YOUR TASK >>
Count the lines in the records below that contain the string "large". Reply with the number alone.

______

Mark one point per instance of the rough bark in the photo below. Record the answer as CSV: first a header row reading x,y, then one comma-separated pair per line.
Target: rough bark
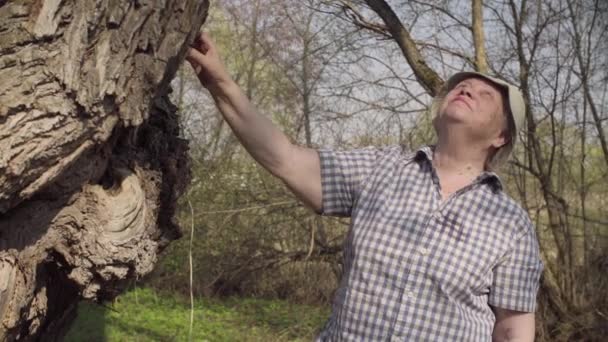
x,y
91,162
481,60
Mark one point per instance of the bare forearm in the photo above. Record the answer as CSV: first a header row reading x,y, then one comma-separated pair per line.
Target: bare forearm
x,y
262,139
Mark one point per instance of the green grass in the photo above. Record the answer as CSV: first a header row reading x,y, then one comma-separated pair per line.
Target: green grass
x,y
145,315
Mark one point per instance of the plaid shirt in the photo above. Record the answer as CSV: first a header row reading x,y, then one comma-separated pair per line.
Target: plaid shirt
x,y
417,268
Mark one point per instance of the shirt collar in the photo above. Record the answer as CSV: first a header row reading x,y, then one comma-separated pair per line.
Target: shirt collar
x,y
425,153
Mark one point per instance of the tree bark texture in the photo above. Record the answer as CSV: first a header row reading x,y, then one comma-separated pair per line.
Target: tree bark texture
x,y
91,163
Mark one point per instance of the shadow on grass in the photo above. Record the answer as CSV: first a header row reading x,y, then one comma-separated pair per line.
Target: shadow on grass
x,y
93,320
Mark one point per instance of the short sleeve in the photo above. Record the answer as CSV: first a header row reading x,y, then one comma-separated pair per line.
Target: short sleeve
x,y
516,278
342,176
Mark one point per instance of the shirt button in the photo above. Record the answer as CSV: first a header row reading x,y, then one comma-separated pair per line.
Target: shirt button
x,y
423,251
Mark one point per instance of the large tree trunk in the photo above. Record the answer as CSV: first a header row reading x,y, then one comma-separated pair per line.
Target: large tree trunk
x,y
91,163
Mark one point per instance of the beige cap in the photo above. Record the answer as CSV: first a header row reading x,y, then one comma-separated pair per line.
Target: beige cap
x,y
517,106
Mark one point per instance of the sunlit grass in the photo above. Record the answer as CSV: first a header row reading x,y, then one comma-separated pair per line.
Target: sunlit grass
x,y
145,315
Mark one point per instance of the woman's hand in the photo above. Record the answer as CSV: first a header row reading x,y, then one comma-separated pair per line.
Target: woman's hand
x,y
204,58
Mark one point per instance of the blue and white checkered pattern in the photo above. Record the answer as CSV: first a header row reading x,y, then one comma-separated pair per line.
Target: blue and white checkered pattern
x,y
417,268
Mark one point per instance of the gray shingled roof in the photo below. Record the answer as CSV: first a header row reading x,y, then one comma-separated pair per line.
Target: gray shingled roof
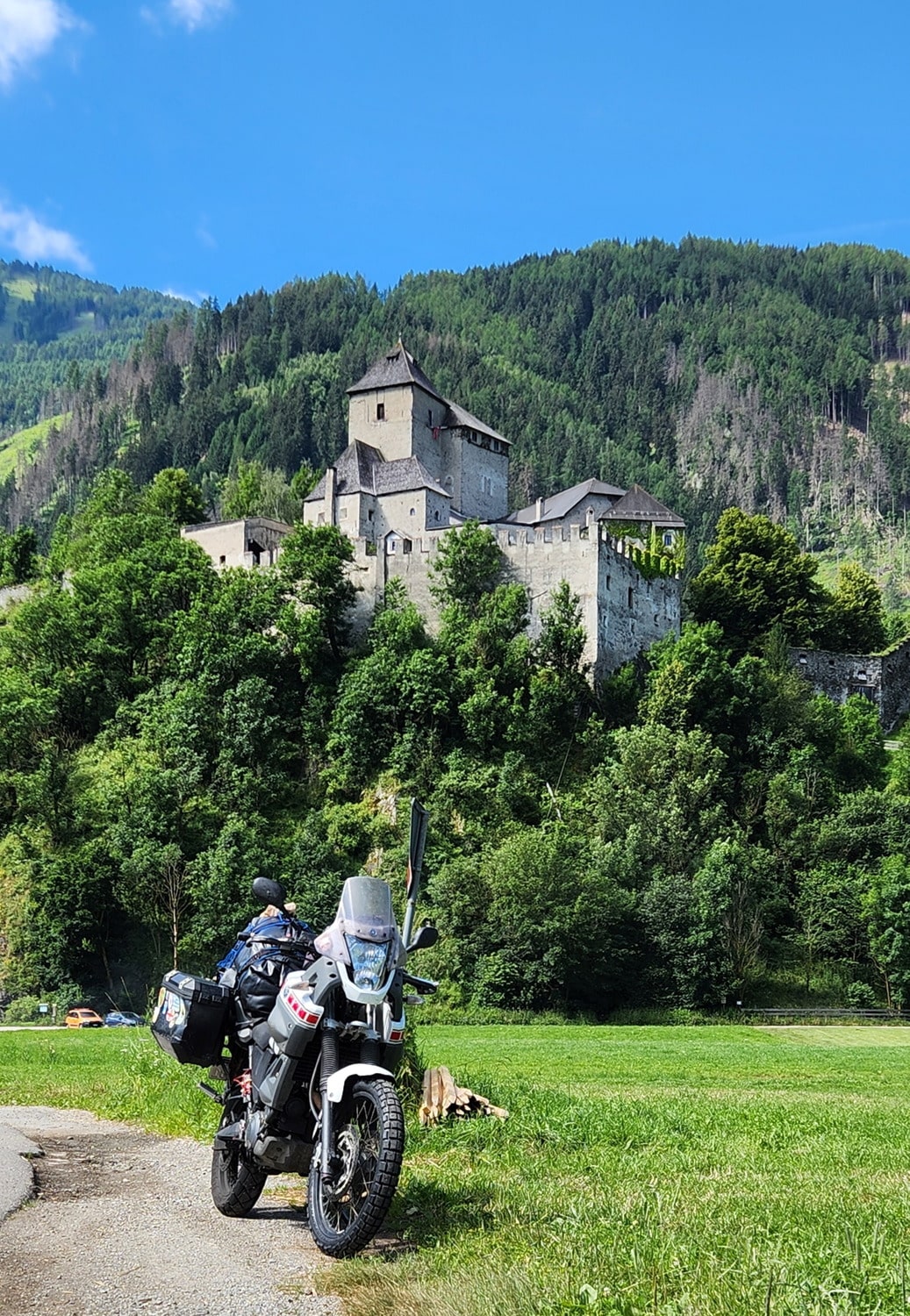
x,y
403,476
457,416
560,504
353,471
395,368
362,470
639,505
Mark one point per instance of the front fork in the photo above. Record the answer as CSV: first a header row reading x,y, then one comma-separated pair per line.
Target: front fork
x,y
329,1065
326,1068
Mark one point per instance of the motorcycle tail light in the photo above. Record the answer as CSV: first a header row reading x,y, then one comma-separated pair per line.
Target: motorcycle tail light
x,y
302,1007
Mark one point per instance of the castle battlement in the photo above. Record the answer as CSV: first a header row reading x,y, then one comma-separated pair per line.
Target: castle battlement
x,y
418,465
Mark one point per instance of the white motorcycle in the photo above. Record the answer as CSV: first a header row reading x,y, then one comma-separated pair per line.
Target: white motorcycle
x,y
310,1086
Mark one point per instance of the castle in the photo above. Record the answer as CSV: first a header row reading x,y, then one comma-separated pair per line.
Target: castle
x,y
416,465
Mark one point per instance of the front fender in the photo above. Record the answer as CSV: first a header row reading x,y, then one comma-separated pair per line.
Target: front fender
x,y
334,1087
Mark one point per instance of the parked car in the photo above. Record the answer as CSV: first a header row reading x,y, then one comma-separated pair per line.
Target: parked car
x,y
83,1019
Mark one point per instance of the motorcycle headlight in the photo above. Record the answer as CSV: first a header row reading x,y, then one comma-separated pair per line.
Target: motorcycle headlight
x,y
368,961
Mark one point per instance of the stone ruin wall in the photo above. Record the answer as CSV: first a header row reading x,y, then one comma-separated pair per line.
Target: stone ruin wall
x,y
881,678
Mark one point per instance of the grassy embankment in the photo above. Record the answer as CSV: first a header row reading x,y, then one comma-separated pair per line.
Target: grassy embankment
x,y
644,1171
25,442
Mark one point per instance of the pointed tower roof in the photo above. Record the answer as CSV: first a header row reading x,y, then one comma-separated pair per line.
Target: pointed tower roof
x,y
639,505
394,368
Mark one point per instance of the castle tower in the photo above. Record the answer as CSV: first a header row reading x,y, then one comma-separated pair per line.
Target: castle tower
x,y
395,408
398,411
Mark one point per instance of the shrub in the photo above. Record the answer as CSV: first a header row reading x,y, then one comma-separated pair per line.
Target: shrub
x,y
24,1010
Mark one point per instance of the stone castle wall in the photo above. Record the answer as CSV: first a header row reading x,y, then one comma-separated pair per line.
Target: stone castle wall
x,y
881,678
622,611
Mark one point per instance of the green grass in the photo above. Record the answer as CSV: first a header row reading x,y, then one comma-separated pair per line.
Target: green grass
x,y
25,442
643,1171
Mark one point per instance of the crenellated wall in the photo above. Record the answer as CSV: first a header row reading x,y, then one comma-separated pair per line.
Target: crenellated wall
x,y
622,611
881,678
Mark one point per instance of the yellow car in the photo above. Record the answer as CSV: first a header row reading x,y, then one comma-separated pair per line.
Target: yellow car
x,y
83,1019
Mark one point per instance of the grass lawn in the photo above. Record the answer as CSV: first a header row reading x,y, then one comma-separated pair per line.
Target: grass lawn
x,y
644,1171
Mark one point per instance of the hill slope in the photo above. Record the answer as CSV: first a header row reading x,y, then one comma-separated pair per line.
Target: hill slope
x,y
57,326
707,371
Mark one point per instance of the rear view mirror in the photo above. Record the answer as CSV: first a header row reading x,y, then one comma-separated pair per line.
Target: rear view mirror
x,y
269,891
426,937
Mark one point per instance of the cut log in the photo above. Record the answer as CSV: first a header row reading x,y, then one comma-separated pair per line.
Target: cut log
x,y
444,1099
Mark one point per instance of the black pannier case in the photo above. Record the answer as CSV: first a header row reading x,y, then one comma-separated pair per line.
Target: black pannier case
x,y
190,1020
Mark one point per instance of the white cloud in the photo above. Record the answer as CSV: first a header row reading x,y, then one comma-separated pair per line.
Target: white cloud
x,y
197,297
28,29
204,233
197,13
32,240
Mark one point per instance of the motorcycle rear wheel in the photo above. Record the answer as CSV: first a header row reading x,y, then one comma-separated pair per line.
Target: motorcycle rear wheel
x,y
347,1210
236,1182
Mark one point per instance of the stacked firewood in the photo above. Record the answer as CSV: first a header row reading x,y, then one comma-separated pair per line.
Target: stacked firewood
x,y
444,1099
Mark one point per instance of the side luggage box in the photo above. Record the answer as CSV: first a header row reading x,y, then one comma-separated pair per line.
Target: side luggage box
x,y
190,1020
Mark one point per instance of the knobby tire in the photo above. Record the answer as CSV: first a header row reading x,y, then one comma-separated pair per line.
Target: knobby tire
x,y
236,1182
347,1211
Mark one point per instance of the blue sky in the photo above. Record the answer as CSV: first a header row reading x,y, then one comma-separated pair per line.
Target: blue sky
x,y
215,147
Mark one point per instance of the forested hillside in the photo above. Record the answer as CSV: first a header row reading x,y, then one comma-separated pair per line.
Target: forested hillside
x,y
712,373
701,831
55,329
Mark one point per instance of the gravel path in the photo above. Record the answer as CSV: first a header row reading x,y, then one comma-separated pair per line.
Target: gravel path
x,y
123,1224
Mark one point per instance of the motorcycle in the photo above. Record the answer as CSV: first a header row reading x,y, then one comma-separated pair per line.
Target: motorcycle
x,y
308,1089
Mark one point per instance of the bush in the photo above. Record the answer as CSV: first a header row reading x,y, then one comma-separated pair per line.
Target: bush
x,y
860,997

______

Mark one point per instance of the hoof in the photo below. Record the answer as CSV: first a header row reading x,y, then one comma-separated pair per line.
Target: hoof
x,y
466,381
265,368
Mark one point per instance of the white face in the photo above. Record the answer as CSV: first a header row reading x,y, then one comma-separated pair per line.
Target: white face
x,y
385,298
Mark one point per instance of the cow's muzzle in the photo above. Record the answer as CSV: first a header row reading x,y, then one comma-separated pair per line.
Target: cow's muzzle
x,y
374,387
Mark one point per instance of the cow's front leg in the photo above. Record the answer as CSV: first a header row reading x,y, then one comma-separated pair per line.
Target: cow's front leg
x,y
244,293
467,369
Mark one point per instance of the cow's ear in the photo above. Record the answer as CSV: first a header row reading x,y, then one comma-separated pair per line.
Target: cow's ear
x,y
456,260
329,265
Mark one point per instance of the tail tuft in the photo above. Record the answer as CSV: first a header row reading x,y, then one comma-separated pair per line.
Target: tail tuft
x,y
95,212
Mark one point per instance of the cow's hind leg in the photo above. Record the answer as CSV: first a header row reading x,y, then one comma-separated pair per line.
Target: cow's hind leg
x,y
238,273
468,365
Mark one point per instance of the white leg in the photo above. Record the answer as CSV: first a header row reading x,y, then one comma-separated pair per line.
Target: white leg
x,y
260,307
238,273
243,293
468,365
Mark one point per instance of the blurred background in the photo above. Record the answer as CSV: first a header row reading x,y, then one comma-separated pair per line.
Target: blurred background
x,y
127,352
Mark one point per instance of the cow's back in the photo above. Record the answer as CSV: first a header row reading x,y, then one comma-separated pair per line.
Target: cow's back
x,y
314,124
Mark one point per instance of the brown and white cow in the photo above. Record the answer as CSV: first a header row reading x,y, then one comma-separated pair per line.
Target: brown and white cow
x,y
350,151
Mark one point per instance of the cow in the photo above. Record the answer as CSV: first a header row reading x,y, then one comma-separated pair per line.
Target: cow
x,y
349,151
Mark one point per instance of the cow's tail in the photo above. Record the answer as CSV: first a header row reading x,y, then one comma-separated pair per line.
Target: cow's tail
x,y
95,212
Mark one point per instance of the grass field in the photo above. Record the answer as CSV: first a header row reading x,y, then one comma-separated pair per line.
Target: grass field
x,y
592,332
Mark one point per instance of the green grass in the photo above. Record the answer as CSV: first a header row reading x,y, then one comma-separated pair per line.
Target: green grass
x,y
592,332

______

PROBLEM SOLUTION >>
2